ЧТО СДЕЛАТЬ:
A. Куда, согласно отрывку о Марии Луизе, жених выезжает ей навстречу?
B. Перепечатайте, пожалуйста, из отрывка о Марии Луизе фрагмент, который начинается словами «Выезжает к ней» и заканчивается словами «спустя после свадьбы.».

В 1814 году, в Рамбулье, куда приехала Мария Луиза с сыном, Франц II поражен был сходством трехлетнего Римского короля с Иосифом II: «Настоящий Габсбург!»
Сорокалетний жених молодится для восемнадцатилетней невесты: заказывает себе щегольское узкое платье и узкие башмаки, которых не выносит; учится вальсировать, хотя его от круженья тошнит. Ждет невесты не дождется, как маленький мальчик – новой игрушки.
Выезжает к ней навстречу в Компьен, ночью, в слякоть, кидается в ее карету, где и овладевает ею наспех, по-солдатски.
Кожа у нее фарфорово-белая, фаянсово-голубые глаза, деревянная жесткость движений, лицо слегка рябое и румяное, грудь кормилицы и невинность десятилетней девочки. Она вытирает лицо платком от его поцелуев. «Что это, Луиза, я тебе противен?» – «Нет, но у меня такая привычка: я так же делаю, когда меня целует король Римский».
Муж любит тепло, а жена холод. – «Спи у меня, Луиза». – «Нет, у вас слишком натоплено».
«Я его ничуть не боюсь, но начинаю думать, что он меня боится», – говорит она Меттерниху три месяца спустя после свадьбы.

ФРАГМЕНТ НАБОРА ДАННЫХ:

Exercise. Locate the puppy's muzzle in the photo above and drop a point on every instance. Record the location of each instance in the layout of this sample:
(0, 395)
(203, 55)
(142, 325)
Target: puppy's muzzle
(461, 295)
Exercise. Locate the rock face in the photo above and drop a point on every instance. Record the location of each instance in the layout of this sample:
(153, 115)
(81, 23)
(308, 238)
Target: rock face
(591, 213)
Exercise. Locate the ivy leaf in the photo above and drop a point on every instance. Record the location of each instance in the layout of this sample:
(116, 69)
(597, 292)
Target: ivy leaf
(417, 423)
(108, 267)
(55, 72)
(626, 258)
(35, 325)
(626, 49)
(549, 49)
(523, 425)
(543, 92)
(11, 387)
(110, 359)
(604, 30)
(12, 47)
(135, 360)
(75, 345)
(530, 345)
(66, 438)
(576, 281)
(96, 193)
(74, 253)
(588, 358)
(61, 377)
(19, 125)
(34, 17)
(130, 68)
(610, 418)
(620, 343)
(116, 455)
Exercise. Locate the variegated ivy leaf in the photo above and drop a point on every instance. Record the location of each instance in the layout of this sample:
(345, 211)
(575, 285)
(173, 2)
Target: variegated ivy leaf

ОТВЕТЫ К ЗАДАНИЯМ:
A. В Компьен.

B.
Выезжает к ней навстречу в Компьен, ночью, в слякоть, кидается в ее карету, где и овладевает ею наспех, по-солдатски.
Кожа у нее фарфорово-белая, фаянсово-голубые глаза, деревянная жесткость движений, лицо слегка рябое и румяное, грудь кормилицы и невинность десятилетней девочки. Она вытирает лицо платком от его поцелуев. «Что это, Луиза, я тебе противен?» – «Нет, но у меня такая привычка: я так же делаю, когда меня целует король Римский».
Муж любит тепло, а жена холод. – «Спи у меня, Луиза». – «Нет, у вас слишком натоплено».
«Я его ничуть не боюсь, но начинаю думать, что он меня боится», – говорит она Меттерниху три месяца спустя после свадьбы.